- [Problem requirements] Beneath this instruction is a block of data; output from it exactly the lines that run from the one containing "I would be grateful if you could mark the tiled" through the one containing "I would be grateful if you could mark the handbag", inclusive.

- [Entries supplied]
==========

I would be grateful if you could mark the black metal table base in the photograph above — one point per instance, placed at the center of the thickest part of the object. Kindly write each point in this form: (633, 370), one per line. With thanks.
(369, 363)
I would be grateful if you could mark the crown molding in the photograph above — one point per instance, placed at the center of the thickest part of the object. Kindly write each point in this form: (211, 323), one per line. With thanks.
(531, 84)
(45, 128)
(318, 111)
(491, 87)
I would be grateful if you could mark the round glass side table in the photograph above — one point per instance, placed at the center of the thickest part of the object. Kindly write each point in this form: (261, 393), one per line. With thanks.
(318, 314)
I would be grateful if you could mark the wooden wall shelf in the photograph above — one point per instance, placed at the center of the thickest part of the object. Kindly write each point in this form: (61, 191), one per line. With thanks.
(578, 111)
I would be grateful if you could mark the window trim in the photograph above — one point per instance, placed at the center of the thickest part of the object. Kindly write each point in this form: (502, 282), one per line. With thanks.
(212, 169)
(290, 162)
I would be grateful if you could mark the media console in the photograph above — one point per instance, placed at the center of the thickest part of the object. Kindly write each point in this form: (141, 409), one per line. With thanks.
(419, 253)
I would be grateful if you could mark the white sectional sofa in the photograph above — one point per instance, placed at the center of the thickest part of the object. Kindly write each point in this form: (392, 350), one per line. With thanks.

==========

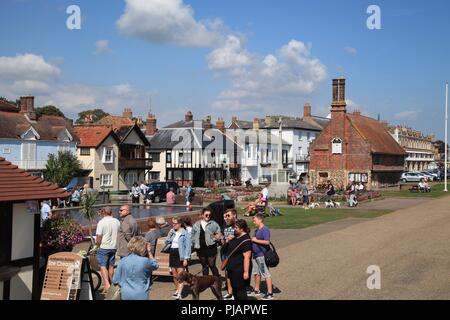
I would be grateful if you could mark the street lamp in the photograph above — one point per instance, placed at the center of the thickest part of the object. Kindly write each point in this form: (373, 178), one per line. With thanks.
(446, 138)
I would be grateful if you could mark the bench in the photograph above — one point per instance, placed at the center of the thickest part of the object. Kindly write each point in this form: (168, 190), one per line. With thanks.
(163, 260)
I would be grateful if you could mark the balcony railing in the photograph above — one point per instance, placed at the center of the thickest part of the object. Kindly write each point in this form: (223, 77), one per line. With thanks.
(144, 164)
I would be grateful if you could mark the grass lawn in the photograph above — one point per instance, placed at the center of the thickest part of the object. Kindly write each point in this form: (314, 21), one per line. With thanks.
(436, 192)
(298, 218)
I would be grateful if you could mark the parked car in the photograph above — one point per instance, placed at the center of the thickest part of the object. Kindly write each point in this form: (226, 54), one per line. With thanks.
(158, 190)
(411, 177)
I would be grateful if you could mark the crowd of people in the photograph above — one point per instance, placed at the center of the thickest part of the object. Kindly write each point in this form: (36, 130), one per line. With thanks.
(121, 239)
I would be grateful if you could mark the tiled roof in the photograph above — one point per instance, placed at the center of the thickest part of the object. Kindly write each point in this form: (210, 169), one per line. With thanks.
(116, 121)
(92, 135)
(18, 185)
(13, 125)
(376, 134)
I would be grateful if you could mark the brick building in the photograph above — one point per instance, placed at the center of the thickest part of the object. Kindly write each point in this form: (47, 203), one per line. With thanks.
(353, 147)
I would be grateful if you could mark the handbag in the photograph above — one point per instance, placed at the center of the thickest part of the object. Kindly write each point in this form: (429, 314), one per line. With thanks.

==========

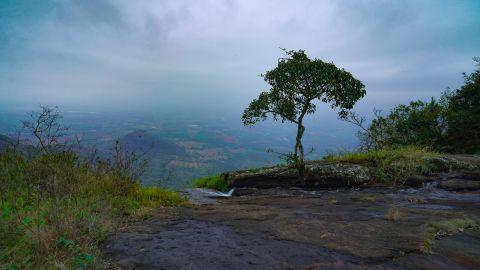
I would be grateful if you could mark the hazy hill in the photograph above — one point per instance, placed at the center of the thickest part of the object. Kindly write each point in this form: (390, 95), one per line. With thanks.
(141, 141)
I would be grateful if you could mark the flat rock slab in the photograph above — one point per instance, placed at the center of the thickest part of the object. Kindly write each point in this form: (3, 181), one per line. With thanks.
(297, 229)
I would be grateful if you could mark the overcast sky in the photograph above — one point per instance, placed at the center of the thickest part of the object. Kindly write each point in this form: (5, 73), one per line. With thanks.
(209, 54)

==========

- [Output of the exercise]
I would be grateful if you could mark the tiled roof in the photograph above — one point per instance, placed at the center of the thickest part of the object. Kindly write each point in this form: (210, 169), one per line. With thanks.
(116, 121)
(92, 135)
(18, 185)
(13, 125)
(376, 134)
I would be grateful if you could mark the brick building in the photograph above — one point per instance, placed at the center of the thickest part of the object. Kindly write each point in this form: (47, 203), one per line. With thanks.
(353, 147)
I would be grateful if you could mark the handbag in the photograph above — one point per instance, placed at the center of the thickest part of the object. Kindly write each point in this form: (429, 314), one per line. With thanks.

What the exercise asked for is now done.